Tarefas escritas:
A - Reproduza sem alterações o trecho do texto sobre a reclamação de uma coima entre "- o agente fiscalizador" e "processo for encerrado.", inclusive.
B - Escreva o que se segue no texto sobre a reclamação de uma coima, a partir do ponto em que termina.

Texto extraído:

**********

Imagine o meu Caro Leitor que comete uma infracção leve ao Código da Estrada. Para si, pode ser um quase-nada. E pagar imediatamente a coima pelo valor mínimo. Mas se não está tão certo assim de que tenha cometido a infracção, decide que vai reclamar. Claro que tem de entregar os documentos da viatura e ficar a conduzir com guias de substituição. Mas nem imagina o sarilho em que mete a administração pública! E, mais, de que modo Você se torna também responsável pelo desequilíbrio das Finanças Públicas que tanto nos aflige presentemente. No seu espírito parece algo fácil. Não paga, entrega os documentos, recebe as guias, faz a reclamação e aguarda pacientemente a confirmação da sanção ou o arquivamento da contra-ordenação. Mas não é. Como lhe vou mostrar. Vamos por partes.

Em primeiro lugar, olhe para o organigrama que anexo a estas notas. Retirei-o da página da Autoridade Nacional de Segurança Rodoviária (ANSC), cuja missão é “o planeamento e coordenação a nível nacional de apoio à política do Governo em matéria de segurança rodoviária, bem como a aplicação do direito contra-ordenacional rodoviário.”. Como vê por ele, na sua infracção irão intervir:

- o agente fiscalizador que o apanhou em falta;
- se não foi pessoalmente interpelado na altura, alguém que lhe mande uma carta com aviso de recepção;
-se não levantar essa carta, alguém que lhe mande outra;
- alguém que guarde os documentos enquanto se julga o caso;
- alguém que veja se Você tem razão ou não; e decida o resultado final;
- se for confirmada a sanção e Você decidir recorrer ao tribunal, quem defenda o caso em nome da ANSC;
- alguém que o obrigue a cumprir a sanção;
- se Você não cumprir a sanção, alguém que mande o seu caso para o tribunal;
- novamente alguém que defenda a ANSC no tribunal;
- alguém que lhe devolva os documentos quando o processo for encerrado.

**********

Material reunido:

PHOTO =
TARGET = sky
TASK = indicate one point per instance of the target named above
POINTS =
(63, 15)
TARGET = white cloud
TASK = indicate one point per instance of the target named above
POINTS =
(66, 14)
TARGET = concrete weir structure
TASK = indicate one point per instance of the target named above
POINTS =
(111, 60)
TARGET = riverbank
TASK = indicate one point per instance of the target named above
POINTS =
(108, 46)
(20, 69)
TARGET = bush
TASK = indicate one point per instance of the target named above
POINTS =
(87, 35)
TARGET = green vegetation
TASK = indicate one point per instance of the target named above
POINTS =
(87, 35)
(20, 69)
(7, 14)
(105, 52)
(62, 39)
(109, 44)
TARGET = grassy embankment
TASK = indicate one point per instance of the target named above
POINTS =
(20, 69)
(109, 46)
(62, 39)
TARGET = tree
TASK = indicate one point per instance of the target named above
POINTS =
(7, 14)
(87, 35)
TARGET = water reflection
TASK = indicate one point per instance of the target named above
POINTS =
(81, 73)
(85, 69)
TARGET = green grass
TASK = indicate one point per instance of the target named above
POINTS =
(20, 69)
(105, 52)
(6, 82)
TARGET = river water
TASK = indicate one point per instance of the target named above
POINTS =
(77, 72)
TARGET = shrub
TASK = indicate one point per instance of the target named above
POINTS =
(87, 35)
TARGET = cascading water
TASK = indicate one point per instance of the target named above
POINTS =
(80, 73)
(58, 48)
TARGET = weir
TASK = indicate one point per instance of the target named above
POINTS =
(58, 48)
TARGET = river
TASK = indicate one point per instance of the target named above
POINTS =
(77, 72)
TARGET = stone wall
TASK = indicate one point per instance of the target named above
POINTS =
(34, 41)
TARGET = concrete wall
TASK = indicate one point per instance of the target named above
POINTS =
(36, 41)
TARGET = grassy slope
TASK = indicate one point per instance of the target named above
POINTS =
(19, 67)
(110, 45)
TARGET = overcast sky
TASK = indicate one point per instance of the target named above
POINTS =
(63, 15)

**********

Resultados:
A -
- o agente fiscalizador que o apanhou em falta;
- se não foi pessoalmente interpelado na altura, alguém que lhe mande uma carta com aviso de recepção;
-se não levantar essa carta, alguém que lhe mande outra;
- alguém que guarde os documentos enquanto se julga o caso;
- alguém que veja se Você tem razão ou não; e decida o resultado final;
- se for confirmada a sanção e Você decidir recorrer ao tribunal, quem defenda o caso em nome da ANSC;
- alguém que o obrigue a cumprir a sanção;
- se Você não cumprir a sanção, alguém que mande o seu caso para o tribunal;
- novamente alguém que defenda a ANSC no tribunal;
- alguém que lhe devolva os documentos quando o processo for encerrado.

B -
Eu julgava que, apesar de muitos intervenientes, eram só estes. Mas fiquei siderado quando olhei o Diário da República nº. 63 – II Série, de 30 de Março deste ano e vi um anúncio de concurso público lançado pela dita ANSC. Segundo ele, o Estado, através da dita, prepara-se para gastar, pelo menos, UM MILHÃO E DUZENTOS MIL EUROS – qualquer coisa como 240 MIL CONTOS em moeda antiga – num ano, para poder dispor do seguinte serviço (juro que é verdade!):

Elaboração de Propostas de Decisão de Propostas de Contra-Ordenação

Se bem entendo – e não posso garantir que estou a entender bem porque, nestas questões de concursos, uma coisa é o belo idioma de Camões, outra coisa, que pode ser bem distinta, é o verdadeiro significado desse idioma – o que acontece é o seguinte:

- um agente de autoridade fiscaliza e, se for caso disso, contra-ordena;
- se Você não pagar logo, isso é uma proposta de contra-ordenação;
- essa proposta de contra-ordenação é analisada por alguém contratado fora (aqueles a que diz respeito o tal concurso público);
- esses, de fora, fazem uma proposta de decisão;
- e alguém, que deve ser um superior, olha para a proposta e dita “concordo” ou “arquive-se”.
- e isto para todos os passos necessários entre os que pode ver no organigrama anexo.

Escusado será dizer que, ou me engano muito, ou o superior que dita “concordo” ou “arquive-se” é quem, de todos os intervenientes, ganha maior salário e menos tempo tem.

Já viu bem como Você, meu Caro Leitor, pode ser responsável graúdo pelo défice das contas públicas? Há um esforço que o país tem de lhe pedir, nesta hora grave que atravessamos: pague lá as coimas no momento em que o polícia o apanha ou logo que receba a intimaçãozinha para o fazer. E deixe-se de amores próprios feridos. Além do mais, se todos fizermos isto, como a proposta de contra-ordenação se transforma imediatamente em decisão, Você vai ajudar o Estado a poupar UM MILHÃO E DUZENTOS MIL EUROS por ano. Ao fim de dez anos, são DOZE MILHÕES DE EUROS. É um prémio sem jackpot do Euromilhões! E todos nós estamos necessitados de um Euromilhões face a esta nossa organização.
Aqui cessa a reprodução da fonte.